_Problem statement_:
Search the records for lines that contain the word "shirt". Copy them all.

═══ Dataset

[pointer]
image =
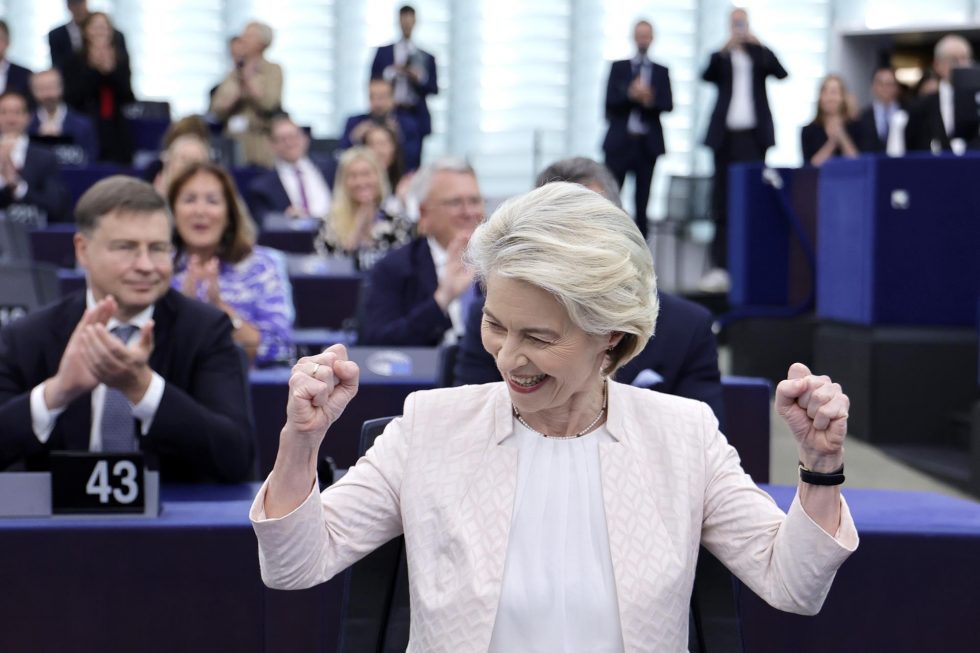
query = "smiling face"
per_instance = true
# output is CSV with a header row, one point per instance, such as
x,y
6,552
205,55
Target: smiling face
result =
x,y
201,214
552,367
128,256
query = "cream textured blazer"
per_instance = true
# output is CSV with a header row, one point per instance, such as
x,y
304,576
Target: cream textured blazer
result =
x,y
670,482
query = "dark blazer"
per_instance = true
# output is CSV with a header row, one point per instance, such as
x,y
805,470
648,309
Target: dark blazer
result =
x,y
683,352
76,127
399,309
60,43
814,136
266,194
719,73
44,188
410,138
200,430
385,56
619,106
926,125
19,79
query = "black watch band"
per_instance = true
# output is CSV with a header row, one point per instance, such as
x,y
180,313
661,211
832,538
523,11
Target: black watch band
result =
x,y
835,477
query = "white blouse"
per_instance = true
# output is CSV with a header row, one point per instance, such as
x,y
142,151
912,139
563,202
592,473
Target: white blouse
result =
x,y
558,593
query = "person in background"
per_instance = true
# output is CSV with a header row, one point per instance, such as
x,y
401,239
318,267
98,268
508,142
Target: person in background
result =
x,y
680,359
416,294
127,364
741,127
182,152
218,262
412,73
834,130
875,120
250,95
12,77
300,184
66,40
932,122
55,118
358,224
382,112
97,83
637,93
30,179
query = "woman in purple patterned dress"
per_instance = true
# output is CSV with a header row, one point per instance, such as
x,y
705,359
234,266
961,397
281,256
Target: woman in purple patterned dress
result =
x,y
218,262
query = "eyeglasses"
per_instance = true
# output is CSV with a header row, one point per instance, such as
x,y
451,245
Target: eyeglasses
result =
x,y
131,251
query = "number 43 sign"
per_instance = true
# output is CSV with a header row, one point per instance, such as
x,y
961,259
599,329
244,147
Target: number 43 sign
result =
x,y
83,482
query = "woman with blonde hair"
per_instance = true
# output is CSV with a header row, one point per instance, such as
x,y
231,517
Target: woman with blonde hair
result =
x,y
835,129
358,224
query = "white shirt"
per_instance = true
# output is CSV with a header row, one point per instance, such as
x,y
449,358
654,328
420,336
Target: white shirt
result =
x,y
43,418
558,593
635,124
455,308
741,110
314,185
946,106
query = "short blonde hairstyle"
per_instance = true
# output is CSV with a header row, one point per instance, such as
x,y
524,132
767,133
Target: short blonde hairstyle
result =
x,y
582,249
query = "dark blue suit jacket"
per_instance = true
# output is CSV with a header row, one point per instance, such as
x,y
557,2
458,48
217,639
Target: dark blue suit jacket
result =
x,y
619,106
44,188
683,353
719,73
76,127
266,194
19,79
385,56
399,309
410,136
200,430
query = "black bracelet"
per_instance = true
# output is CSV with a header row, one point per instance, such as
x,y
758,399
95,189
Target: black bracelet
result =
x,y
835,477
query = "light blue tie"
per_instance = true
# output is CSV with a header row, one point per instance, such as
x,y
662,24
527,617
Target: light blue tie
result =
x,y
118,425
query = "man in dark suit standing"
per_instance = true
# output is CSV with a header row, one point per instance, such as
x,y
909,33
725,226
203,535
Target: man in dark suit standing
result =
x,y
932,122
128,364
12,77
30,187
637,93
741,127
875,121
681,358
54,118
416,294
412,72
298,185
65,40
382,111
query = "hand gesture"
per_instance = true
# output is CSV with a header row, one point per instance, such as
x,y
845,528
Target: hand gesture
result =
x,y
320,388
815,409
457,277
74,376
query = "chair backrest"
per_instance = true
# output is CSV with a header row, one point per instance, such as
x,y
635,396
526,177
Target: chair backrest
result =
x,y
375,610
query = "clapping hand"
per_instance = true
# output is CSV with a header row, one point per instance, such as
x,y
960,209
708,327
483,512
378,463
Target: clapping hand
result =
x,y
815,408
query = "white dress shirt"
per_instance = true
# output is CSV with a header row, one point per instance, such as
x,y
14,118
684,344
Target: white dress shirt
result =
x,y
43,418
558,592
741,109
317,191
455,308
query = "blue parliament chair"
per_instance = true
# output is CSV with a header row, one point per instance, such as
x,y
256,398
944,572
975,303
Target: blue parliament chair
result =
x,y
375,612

══════
═══ Dataset

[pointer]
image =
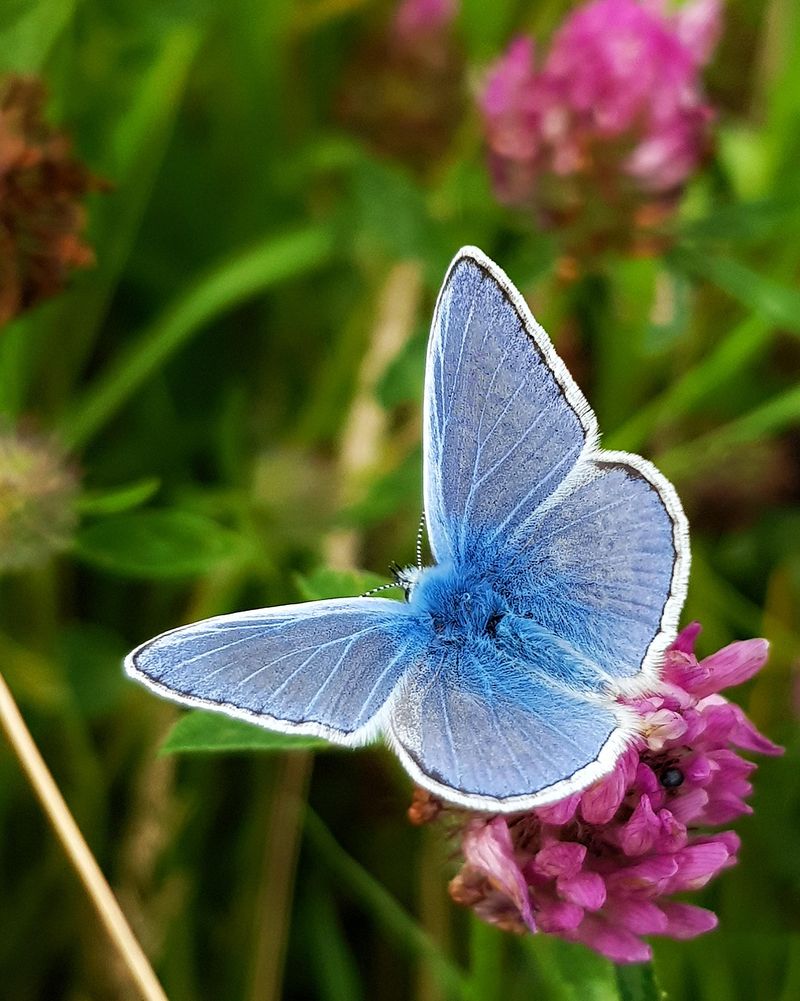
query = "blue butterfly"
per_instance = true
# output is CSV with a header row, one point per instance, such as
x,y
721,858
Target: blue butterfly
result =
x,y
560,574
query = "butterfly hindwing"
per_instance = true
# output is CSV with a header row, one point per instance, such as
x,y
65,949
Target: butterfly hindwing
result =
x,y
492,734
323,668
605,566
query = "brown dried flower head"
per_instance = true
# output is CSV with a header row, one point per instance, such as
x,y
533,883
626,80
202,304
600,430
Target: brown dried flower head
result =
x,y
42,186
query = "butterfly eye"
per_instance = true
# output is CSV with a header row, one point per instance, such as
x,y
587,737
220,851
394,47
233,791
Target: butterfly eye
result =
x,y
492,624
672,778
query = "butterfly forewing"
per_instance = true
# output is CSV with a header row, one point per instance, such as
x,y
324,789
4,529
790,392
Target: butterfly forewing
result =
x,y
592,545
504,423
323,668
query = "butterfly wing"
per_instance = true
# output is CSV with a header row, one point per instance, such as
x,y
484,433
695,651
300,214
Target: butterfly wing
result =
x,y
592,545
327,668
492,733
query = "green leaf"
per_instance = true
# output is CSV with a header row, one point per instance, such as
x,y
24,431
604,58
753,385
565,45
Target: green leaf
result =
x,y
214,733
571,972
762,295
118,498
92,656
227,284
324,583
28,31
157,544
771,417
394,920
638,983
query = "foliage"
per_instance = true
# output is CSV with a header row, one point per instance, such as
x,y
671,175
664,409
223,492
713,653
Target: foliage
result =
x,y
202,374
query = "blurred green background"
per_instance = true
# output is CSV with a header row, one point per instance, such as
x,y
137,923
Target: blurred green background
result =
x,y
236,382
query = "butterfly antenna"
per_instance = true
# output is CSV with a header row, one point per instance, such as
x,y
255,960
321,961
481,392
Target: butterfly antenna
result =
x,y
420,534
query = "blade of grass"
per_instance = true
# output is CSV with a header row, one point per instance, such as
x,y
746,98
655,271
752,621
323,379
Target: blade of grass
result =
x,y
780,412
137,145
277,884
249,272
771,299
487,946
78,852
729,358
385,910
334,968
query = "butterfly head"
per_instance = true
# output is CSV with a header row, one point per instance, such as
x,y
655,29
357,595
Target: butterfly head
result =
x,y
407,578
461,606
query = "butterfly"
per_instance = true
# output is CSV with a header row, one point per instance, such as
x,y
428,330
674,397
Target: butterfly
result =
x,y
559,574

══════

_Worked solution_:
query = "white shirt"
Target: white shirt
query = "white dress shirt"
Target: white dress shirt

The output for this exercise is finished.